◆ **Requirement**
Please identify each line in the listing below that contains the string "coat" and copy every such line in full.

◆ **Stored records**

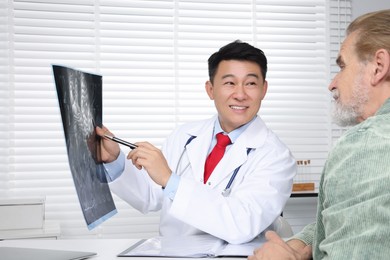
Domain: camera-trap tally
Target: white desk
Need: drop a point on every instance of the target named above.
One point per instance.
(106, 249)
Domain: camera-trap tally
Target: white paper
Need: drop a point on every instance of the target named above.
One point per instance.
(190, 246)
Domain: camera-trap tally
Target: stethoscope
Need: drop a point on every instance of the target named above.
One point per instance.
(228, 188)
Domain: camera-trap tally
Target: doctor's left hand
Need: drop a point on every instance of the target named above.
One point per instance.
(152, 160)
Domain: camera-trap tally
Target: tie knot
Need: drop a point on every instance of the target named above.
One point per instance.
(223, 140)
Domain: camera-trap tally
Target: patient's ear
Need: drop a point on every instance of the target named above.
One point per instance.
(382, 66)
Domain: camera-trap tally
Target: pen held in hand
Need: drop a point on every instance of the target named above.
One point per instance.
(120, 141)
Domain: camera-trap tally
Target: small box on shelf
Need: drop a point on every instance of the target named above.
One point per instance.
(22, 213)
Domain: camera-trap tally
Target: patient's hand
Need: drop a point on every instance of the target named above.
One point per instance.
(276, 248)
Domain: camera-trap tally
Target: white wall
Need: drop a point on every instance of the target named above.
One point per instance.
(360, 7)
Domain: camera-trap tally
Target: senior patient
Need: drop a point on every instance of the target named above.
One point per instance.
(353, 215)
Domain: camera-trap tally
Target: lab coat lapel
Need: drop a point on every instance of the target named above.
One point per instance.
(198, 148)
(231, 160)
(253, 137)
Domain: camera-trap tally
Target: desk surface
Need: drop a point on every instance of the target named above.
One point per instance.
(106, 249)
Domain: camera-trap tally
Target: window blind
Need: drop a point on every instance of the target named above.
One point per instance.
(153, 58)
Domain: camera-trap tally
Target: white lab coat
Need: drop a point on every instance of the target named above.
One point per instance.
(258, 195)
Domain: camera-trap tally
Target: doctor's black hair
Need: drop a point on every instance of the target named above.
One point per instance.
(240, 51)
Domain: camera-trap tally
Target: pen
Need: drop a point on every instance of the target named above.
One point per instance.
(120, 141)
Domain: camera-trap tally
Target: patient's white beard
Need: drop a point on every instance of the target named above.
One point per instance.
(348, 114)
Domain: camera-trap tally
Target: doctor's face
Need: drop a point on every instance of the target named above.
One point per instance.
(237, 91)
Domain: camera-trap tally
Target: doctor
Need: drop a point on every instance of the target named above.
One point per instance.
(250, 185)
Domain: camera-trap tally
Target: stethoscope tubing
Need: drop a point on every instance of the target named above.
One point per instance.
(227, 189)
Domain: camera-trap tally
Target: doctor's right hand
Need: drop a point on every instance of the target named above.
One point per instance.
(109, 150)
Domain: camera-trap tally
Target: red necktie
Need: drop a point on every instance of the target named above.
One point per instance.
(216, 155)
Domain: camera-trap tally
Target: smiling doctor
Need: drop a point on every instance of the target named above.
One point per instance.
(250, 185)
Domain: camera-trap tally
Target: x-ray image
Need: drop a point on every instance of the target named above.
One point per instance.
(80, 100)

* * *

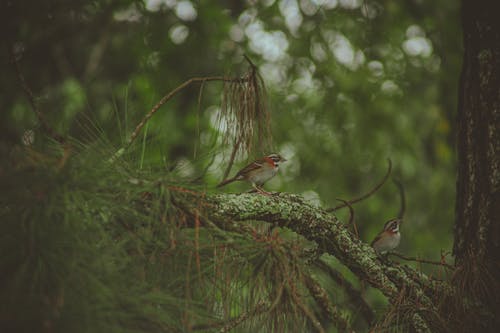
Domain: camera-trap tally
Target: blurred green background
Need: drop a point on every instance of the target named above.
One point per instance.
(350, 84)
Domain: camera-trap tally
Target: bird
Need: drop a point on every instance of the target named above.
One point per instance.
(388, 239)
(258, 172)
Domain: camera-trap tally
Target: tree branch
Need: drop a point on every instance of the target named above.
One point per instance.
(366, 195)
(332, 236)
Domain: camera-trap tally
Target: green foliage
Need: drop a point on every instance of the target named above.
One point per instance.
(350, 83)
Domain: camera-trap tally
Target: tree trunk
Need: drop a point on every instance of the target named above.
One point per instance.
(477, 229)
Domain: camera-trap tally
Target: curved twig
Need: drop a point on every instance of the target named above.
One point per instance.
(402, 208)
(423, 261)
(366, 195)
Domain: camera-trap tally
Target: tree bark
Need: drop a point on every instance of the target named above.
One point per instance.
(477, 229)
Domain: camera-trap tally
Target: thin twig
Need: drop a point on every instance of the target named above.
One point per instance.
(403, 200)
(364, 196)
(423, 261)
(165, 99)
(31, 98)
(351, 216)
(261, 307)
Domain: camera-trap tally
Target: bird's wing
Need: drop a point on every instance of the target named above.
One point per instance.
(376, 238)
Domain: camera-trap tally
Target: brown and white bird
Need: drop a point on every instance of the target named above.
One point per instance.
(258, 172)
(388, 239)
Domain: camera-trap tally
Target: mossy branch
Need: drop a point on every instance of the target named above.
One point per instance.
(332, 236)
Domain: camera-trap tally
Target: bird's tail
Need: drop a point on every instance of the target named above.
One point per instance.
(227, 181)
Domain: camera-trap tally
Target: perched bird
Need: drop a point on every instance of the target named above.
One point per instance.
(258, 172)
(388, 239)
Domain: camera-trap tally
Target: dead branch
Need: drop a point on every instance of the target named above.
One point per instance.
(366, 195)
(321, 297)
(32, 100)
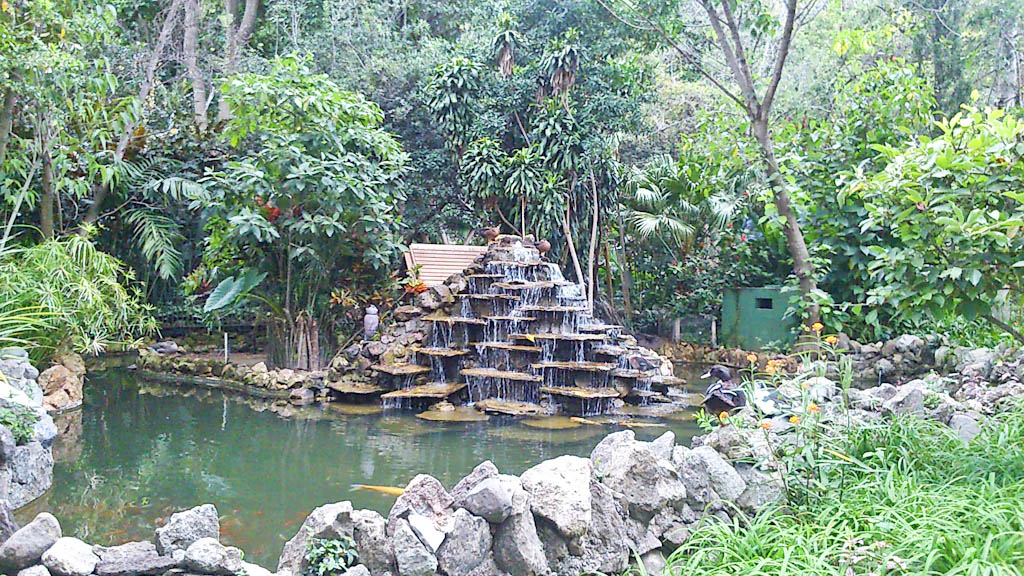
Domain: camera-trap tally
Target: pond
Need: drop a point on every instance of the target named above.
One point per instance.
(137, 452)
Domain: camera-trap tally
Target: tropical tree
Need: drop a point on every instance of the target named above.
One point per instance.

--

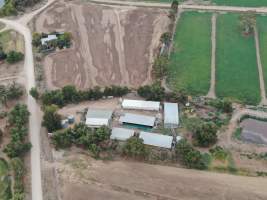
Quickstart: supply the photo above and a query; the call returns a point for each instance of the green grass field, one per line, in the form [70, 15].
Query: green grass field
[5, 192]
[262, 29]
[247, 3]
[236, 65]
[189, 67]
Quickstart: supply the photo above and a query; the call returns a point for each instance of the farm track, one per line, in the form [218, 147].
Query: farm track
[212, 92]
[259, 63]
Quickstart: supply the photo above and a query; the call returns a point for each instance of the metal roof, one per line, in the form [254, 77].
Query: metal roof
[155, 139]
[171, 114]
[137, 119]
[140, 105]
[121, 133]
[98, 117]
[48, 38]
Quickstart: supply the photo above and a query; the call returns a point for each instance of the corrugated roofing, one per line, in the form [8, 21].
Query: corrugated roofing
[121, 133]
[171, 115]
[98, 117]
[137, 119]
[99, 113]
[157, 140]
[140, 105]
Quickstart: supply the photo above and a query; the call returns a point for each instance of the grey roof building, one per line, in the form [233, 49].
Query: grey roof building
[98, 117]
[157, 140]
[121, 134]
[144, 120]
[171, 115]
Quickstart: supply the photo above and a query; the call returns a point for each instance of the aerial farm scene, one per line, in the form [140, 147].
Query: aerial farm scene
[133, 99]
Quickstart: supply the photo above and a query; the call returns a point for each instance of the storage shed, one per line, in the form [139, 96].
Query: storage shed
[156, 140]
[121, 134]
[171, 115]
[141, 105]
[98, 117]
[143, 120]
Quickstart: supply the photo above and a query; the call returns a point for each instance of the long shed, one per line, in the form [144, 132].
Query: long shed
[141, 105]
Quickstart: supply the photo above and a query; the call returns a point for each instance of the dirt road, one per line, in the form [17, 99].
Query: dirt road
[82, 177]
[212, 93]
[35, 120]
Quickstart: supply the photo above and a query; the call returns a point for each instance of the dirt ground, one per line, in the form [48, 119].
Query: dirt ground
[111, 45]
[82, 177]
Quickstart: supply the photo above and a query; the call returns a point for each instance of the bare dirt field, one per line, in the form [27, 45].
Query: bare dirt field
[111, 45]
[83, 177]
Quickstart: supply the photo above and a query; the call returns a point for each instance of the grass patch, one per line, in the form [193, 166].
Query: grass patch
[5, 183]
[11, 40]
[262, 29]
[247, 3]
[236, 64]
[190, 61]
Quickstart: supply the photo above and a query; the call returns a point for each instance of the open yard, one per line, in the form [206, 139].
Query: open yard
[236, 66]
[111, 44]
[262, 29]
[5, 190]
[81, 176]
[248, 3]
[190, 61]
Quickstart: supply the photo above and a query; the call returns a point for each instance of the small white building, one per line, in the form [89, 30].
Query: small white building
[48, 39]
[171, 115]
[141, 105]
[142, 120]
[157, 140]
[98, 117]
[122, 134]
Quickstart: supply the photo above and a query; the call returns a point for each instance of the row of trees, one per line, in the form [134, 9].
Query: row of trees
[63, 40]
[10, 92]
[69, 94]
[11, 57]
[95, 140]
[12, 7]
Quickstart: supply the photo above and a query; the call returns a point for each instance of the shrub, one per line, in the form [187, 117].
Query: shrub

◆ **Answer below**
Target: lab coat lapel
Target: white lab coat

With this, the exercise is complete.